The Royal Automobile Club 1000 Mile Trial 2014, organised by the Historic Endurance Rallying Organisation (HERO) in association with EFG private banking, Hagerty Classic Car Insurance, Motors TV and Octane magazine, fires up 114 years later at the impressive RAC Woodcote Park clubhouse. Many believe Woodcote Park is a golf club – in fact, the premises in Epsom were purchased in 1913 as a country retreat to which members could drive their motor cars from the London Club on Pall Mall. Toot-toot!
On Saturday 12 July the rolling sprawl of Woodcote Park is filled with the sound of vintage Austins, Alvises, Aston Martins, Bentleys, Jaguars, Lagondas and Invictas as the motor cars arrive for scrutineering, then line up for a concours d’elegance on the manicured lawns in front of the clubhouse. Crews from ten different countries have entered, including Britain, Europe and as far away as Australia, in 45 vintage cars.
+++++
▶ _GIVEN EXERCISE_:
Could you condense the paragraph in the rally passage beginning "On Saturday 12 July" into a short bulleted list that keeps its main facts?
+++++
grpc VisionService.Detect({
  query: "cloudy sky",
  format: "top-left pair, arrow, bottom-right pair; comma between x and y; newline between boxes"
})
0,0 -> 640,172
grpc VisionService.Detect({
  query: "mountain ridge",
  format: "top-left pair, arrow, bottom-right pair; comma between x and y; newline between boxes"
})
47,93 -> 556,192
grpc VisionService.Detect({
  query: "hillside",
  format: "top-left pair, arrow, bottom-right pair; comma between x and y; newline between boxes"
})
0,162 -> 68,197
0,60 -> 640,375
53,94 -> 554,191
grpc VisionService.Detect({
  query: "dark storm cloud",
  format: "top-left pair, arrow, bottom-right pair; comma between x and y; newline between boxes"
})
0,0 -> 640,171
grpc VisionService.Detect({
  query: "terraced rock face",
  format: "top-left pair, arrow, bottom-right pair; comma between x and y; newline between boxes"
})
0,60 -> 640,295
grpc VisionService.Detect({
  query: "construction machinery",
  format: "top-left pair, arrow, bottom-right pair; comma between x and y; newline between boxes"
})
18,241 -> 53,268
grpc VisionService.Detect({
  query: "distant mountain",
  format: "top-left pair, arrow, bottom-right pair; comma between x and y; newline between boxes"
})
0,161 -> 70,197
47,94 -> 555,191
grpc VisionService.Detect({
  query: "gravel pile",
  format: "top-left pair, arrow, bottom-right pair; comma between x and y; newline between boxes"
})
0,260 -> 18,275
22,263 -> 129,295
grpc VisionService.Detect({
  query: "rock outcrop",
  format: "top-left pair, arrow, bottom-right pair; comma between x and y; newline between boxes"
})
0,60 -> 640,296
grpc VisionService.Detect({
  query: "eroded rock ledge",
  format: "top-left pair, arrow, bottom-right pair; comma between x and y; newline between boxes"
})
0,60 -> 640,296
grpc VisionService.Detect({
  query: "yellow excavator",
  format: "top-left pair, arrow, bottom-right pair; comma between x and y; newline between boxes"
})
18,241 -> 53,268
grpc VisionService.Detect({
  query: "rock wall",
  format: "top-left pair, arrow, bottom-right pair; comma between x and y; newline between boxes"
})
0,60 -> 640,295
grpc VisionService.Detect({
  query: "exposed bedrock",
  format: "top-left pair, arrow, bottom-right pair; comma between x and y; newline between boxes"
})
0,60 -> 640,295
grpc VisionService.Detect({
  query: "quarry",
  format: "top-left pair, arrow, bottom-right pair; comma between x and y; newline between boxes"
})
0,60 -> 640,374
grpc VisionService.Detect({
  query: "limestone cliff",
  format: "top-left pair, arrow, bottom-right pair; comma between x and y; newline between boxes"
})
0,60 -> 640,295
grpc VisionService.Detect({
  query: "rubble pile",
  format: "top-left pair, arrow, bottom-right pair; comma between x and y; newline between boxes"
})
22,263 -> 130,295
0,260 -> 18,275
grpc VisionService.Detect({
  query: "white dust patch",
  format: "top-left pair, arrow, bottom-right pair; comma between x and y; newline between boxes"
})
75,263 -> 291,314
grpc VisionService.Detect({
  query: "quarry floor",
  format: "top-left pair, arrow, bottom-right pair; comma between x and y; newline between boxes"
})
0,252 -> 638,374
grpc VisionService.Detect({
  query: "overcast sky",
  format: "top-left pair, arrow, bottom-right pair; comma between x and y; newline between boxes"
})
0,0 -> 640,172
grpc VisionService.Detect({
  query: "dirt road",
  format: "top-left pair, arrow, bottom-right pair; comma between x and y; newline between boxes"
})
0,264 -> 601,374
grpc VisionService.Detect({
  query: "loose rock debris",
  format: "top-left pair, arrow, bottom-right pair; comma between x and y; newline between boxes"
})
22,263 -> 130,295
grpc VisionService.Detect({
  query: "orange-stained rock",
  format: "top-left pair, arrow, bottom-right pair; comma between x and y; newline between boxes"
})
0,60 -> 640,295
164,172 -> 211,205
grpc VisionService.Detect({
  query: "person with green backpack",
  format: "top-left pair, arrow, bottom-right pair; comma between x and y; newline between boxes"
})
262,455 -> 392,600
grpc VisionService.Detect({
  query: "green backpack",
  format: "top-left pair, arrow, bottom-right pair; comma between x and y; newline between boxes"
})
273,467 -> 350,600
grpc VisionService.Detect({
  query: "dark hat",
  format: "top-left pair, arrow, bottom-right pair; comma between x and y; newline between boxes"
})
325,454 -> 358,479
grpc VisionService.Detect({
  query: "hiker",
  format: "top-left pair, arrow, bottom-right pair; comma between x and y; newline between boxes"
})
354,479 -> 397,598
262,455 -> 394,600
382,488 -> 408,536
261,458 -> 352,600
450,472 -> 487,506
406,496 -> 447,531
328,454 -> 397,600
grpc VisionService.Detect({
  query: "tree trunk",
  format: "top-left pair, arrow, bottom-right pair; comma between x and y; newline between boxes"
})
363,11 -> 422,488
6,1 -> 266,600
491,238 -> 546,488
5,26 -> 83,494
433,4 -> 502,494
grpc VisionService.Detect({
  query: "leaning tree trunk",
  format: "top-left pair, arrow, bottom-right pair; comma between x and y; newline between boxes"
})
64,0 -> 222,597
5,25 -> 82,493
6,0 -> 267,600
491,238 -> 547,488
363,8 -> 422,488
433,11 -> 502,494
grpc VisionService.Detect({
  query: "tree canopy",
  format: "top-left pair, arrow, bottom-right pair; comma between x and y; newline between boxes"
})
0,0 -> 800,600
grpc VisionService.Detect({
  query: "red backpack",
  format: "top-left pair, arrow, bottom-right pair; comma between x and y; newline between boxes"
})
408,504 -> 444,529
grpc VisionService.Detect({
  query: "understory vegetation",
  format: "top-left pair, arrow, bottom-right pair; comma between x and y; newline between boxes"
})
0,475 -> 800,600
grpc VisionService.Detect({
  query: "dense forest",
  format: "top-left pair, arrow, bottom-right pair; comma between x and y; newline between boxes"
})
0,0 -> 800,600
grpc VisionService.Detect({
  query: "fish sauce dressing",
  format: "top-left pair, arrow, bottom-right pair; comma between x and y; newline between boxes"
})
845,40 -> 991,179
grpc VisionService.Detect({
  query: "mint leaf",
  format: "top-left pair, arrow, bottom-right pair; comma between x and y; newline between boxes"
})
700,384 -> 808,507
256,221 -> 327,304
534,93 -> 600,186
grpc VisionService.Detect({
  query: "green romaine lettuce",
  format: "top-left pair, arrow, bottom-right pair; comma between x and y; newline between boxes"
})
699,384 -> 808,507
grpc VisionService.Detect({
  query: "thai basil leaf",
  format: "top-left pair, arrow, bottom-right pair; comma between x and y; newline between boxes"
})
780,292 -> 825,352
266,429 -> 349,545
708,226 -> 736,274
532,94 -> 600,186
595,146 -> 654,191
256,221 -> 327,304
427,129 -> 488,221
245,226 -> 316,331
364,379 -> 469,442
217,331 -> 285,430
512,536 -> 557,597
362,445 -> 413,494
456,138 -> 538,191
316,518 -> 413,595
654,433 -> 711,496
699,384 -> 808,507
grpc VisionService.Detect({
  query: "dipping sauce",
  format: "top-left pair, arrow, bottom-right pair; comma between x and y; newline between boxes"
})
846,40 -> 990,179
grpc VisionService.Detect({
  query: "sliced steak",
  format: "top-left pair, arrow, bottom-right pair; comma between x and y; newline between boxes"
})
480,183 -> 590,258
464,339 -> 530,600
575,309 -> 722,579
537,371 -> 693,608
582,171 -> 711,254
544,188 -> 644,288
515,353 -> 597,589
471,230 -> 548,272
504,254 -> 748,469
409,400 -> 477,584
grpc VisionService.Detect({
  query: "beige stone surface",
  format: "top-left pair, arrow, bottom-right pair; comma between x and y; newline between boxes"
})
+++++
▶ _EXERCISE SOLUTION_:
- Date: Saturday 12 July, at Woodcote Park
- Cars: vintage Austins, Alvises, Aston Martins, Bentleys, Jaguars, Lagondas and Invictas
- Schedule: scrutineering on arrival, then a concours d'elegance on the lawns in front of the clubhouse
- Entries: 45 vintage cars, with crews from ten countries, including Britain, Europe and Australia